# Job
Every record here needs to be written out again exactly.

** Begin Data section **

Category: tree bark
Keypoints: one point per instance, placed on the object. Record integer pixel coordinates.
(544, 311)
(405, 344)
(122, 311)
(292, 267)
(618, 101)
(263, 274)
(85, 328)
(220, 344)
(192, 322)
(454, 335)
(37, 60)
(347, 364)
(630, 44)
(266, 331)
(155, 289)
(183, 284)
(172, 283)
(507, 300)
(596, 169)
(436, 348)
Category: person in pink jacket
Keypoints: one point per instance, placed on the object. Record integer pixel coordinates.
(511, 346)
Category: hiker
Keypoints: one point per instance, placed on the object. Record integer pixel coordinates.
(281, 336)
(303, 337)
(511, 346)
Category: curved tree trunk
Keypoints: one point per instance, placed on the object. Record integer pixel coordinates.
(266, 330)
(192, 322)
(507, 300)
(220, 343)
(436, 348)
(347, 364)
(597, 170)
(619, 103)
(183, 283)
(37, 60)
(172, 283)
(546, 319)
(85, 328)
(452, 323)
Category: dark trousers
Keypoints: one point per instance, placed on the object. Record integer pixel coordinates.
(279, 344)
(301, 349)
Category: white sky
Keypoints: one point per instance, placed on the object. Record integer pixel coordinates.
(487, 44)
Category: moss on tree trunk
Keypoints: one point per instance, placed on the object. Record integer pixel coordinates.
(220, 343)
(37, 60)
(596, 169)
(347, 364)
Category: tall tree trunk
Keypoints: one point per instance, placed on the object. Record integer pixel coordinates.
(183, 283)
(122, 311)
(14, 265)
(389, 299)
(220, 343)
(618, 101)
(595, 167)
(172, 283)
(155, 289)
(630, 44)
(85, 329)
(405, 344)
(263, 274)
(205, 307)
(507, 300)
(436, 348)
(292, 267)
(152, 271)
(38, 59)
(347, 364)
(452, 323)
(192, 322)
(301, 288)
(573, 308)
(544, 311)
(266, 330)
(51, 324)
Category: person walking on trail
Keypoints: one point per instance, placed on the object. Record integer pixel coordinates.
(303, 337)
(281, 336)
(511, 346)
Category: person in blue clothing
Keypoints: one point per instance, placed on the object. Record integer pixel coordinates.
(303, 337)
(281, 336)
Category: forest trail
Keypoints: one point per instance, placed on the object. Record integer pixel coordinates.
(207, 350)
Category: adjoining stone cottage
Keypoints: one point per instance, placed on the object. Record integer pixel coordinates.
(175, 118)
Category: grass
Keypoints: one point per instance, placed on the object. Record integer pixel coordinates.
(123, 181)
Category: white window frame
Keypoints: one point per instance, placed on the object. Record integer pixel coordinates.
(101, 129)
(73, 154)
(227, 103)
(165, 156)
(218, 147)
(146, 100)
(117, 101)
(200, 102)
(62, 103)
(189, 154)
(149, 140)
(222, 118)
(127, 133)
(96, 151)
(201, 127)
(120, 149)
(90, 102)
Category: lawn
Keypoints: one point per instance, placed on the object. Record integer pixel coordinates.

** End Data section **

# Response for this exercise
Category: tree bark
Keypoints: one point per instance, placed on the object. Record integer pixel coordinates.
(544, 311)
(405, 344)
(122, 311)
(292, 267)
(618, 101)
(263, 274)
(85, 328)
(220, 344)
(192, 322)
(454, 335)
(37, 60)
(347, 364)
(630, 44)
(266, 331)
(155, 289)
(183, 284)
(172, 283)
(507, 300)
(596, 169)
(436, 348)
Category: person in pink jacket
Keypoints: one point per instance, placed on the object. Record integer pixel coordinates.
(511, 346)
Category: hiker
Keypoints: one point per instance, placed on the object. Record integer pixel coordinates.
(281, 336)
(303, 337)
(511, 346)
Category: curved tree trunk
Keypoints: one point per instance, placed on the object. Record integer pixel coordinates.
(266, 330)
(192, 322)
(507, 300)
(220, 343)
(436, 348)
(347, 364)
(597, 170)
(619, 103)
(183, 283)
(37, 60)
(172, 283)
(546, 319)
(85, 328)
(452, 323)
Category: dark trousers
Keypoints: one point per instance, placed on the object. Record integer pixel coordinates.
(279, 344)
(301, 349)
Category: white sky
Keypoints: one point per instance, placed on the object. Record integer pixel coordinates.
(487, 44)
Category: moss on tree trunk
Keypoints: one point per instance, placed on the object. Record integer pixel coordinates.
(220, 343)
(37, 60)
(596, 169)
(347, 364)
Category: tall tree trunk
Keypoints: one point per instance, placed on the object. Record integer pixel coordinates.
(183, 283)
(122, 311)
(14, 265)
(389, 299)
(220, 343)
(618, 101)
(595, 167)
(172, 283)
(155, 289)
(630, 44)
(85, 329)
(405, 344)
(263, 274)
(205, 307)
(507, 300)
(436, 348)
(292, 267)
(152, 271)
(38, 59)
(347, 364)
(452, 323)
(192, 322)
(301, 288)
(573, 308)
(544, 311)
(266, 330)
(51, 324)
Category: person walking on trail
Keypoints: one point per instance, placed on the object. Record integer pixel coordinates.
(303, 337)
(281, 336)
(511, 346)
Category: person in blue clothing
Keypoints: one point per instance, placed on the object. Record integer pixel coordinates.
(303, 337)
(281, 336)
Category: forest trail
Keypoints: one point per instance, placed on the object. Record integer pixel coordinates.
(207, 350)
Category: adjoining stone cottage
Keypoints: one point per instance, placed on the object. Record integer pixel coordinates.
(175, 118)
Category: grass
Keypoints: one point per instance, placed on the object. Record integer pixel coordinates.
(123, 181)
Category: white window frame
Keypoints: one point per instance, placed on the object. Record integer pixel coordinates.
(101, 129)
(73, 154)
(227, 103)
(165, 156)
(218, 147)
(146, 100)
(117, 101)
(200, 102)
(62, 103)
(189, 154)
(149, 140)
(222, 118)
(127, 133)
(96, 151)
(201, 127)
(120, 149)
(90, 102)
Category: lawn
Keypoints: one point per instance, placed on the object. Record integer pixel coordinates.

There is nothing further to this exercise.